_EXERCISE BRIEF_
The data must be transcribed exactly, with no line missing.

Natural-language object grounding data
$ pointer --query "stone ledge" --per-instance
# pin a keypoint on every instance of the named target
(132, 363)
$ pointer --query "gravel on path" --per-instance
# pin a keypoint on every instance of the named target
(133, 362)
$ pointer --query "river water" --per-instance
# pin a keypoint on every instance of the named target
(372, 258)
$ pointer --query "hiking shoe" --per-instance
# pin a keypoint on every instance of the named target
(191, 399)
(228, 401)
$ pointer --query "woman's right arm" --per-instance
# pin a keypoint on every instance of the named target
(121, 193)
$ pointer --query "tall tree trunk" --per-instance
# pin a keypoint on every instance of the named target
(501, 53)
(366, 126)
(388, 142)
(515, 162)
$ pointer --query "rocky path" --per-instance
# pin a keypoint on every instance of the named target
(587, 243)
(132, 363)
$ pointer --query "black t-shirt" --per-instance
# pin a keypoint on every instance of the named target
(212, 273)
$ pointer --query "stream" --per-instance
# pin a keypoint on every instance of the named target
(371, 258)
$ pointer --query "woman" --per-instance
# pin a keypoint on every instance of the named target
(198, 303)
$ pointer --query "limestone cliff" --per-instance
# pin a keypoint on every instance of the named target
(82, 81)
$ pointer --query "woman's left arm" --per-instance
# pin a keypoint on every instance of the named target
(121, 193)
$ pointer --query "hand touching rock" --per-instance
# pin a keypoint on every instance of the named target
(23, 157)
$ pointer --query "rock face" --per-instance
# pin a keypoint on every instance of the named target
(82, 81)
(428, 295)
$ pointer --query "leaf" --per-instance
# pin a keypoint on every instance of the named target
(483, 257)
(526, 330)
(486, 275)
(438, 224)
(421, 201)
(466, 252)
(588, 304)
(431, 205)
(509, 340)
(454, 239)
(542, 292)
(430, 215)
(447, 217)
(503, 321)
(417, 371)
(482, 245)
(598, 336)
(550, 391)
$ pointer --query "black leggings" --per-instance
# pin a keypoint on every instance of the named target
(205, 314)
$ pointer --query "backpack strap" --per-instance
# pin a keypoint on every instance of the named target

_REPLY TO THE EXERCISE_
$ pointer --query "stone ledge" --per-instance
# pin a keypoint on every instance of the named target
(132, 363)
$ pointer --query "gravel on path" --per-instance
# pin a keypoint on every instance of the named target
(133, 362)
$ pointer --query "river water" --per-instance
# pin a keypoint on every instance of the named target
(372, 258)
$ pointer --query "hiking shoe" --per-instance
# pin a keypoint on every instance of the named target
(191, 399)
(228, 401)
$ pointer --query "woman's right arm" --per-instance
# pin a keypoint on every instance of the named target
(121, 193)
$ pointer --query "tall tree trunk" --per-instance
# pin a keypoint on every instance of the named target
(501, 53)
(366, 126)
(388, 142)
(515, 162)
$ pointer --query "rocky path" --per-instance
# pin a keypoint on every instance of the named target
(587, 243)
(132, 363)
$ pointer --query "black t-shirt" --per-instance
# pin a keypoint on every instance of the named target
(212, 273)
$ pointer --query "stream" --per-instance
# pin a keypoint on every instance of the named target
(371, 258)
$ pointer --query "woman" --per-instance
# pin a keypoint on every instance of the named target
(198, 303)
$ pointer --query "limestone cliff" --per-instance
# pin a keypoint on every instance of the named target
(82, 81)
$ pointer --query "woman's left arm" --per-instance
# pin a keypoint on every instance of the named target
(121, 193)
$ pointer --query "hand touching rock" --per-instance
# pin a keypoint on every instance of the named target
(23, 157)
$ pointer --query "rock face" --per-instance
# pin a keypoint on every instance of the named target
(82, 81)
(428, 295)
$ pointer --query "leaf" --per-instance
# pin a keypoint on every instance of the named target
(483, 257)
(526, 330)
(486, 275)
(438, 224)
(421, 201)
(466, 252)
(588, 304)
(431, 205)
(509, 340)
(454, 239)
(542, 292)
(430, 215)
(447, 217)
(503, 321)
(417, 371)
(482, 245)
(598, 336)
(550, 391)
$ pointer --query "black leggings" --per-instance
# pin a keypoint on every instance of the named target
(205, 314)
$ pointer --query "backpack strap" --per-instance
# pin a keypoint on every instance of the named target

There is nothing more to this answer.